### Requirement
Copy exactly the lines from the one containing "of the textured" through the last line of the records, both included, and nothing more.

### Material for the task

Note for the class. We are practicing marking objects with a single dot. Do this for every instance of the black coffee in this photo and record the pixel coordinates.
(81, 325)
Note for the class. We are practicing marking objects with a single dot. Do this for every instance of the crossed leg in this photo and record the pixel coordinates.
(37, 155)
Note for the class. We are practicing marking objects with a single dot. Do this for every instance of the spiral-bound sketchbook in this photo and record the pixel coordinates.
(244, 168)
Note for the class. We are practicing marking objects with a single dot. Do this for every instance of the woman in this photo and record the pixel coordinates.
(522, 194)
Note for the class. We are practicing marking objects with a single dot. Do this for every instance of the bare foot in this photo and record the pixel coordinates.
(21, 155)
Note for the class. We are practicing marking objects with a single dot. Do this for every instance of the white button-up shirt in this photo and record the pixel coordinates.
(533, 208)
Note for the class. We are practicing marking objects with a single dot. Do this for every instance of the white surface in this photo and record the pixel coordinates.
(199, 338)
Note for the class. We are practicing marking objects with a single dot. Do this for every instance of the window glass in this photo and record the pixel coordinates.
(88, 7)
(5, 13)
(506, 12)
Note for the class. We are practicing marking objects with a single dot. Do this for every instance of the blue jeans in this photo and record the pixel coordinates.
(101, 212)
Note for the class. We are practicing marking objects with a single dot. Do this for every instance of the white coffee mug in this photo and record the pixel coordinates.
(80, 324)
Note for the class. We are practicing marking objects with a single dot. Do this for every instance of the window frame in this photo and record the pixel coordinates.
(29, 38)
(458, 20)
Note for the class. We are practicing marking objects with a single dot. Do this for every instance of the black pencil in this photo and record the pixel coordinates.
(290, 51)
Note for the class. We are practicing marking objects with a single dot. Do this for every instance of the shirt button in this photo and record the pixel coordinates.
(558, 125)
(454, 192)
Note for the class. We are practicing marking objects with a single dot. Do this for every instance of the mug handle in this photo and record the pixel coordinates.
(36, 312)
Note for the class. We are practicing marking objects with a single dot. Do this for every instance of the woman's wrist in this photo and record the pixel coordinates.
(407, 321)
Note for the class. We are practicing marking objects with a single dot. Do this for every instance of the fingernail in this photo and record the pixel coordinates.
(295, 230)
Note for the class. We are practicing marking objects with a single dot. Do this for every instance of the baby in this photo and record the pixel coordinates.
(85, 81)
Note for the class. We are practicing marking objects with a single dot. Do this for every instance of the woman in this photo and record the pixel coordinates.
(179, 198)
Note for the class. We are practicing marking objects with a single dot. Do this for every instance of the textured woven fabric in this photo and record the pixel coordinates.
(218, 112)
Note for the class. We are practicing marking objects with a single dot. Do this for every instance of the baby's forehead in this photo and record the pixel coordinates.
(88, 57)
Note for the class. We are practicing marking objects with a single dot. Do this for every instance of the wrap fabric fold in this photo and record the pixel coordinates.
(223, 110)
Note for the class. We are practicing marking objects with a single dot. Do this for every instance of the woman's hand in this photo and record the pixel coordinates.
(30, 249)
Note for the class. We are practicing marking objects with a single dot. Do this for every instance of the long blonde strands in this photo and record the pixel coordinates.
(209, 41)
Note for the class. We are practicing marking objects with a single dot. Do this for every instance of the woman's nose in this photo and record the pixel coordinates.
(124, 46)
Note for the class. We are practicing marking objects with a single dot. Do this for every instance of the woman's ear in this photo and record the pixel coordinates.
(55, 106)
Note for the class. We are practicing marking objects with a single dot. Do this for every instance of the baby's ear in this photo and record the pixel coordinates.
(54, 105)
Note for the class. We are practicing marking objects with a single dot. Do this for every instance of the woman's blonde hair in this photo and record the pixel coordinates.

### The response
Note for the class. We are practicing marking objects with a single dot. Do this for every instance of the textured woven fabric in this photo and record the pixel coordinates.
(218, 112)
Note for the class. We are practicing marking objects with a single dot. Do this for every instance of the baby's forehead in this photo and record the pixel coordinates.
(88, 57)
Note for the class. We are practicing marking objects with a single dot. Do this for every instance of the wrap fabric fold in this photo and record the pixel coordinates.
(223, 110)
Note for the class. We are practicing marking objects with a single dot. Do this for every instance of the woman's hand in this photo and record the pixel coordinates.
(30, 249)
Note for the class. We are practicing marking objects with a single dot. Do this for every instance of the long blonde strands in this photo and record the pixel coordinates.
(209, 41)
Note for the class. We are practicing marking objects with a single dot. Do this for every instance of the woman's nose in this photo and record the pixel coordinates.
(124, 46)
Note for the class. We are practicing marking objects with a single dot. Do this for every instance of the woman's ear in this photo and record the pixel coordinates.
(55, 106)
Note for the class. We are practicing marking objects with a single dot. Do this for every instance of the baby's ear in this photo and record the pixel coordinates.
(54, 105)
Note for the class. We are practicing marking objects with a single dot. Do this for every instance of the woman's blonde hair in this photo and record the pixel coordinates.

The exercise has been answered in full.